How to complete this task. Each line of the listing that includes the string "hand" is to be identified and copied.

Data excerpts.
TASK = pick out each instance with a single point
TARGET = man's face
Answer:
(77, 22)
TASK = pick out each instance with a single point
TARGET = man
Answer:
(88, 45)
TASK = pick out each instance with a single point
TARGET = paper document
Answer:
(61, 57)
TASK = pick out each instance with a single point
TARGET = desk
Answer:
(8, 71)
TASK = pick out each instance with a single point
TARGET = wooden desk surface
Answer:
--
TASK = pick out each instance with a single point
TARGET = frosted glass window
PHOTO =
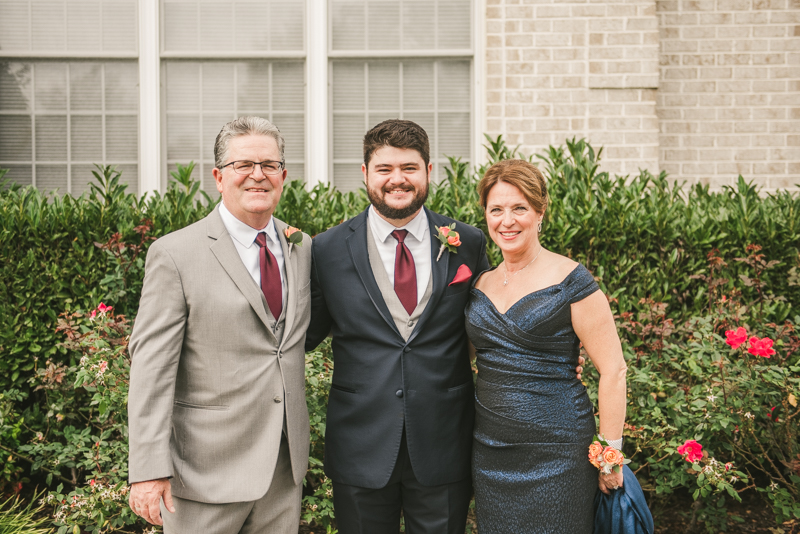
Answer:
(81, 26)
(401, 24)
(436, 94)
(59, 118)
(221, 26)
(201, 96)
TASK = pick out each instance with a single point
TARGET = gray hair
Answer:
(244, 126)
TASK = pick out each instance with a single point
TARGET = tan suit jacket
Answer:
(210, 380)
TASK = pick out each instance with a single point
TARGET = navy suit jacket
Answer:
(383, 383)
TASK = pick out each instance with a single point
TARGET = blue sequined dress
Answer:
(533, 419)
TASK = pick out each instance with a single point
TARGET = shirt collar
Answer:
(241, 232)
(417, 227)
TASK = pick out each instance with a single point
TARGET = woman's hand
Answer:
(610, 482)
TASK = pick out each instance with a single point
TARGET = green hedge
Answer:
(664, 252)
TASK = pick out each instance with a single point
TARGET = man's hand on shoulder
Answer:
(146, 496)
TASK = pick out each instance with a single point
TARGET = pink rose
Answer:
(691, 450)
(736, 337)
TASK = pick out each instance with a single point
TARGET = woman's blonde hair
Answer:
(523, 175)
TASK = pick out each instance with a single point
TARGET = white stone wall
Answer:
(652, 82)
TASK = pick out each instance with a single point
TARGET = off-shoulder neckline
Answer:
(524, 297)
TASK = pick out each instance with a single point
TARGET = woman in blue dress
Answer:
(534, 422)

Exercise result.
TARGET = woman's hand
TARGET = man's hand on shoulder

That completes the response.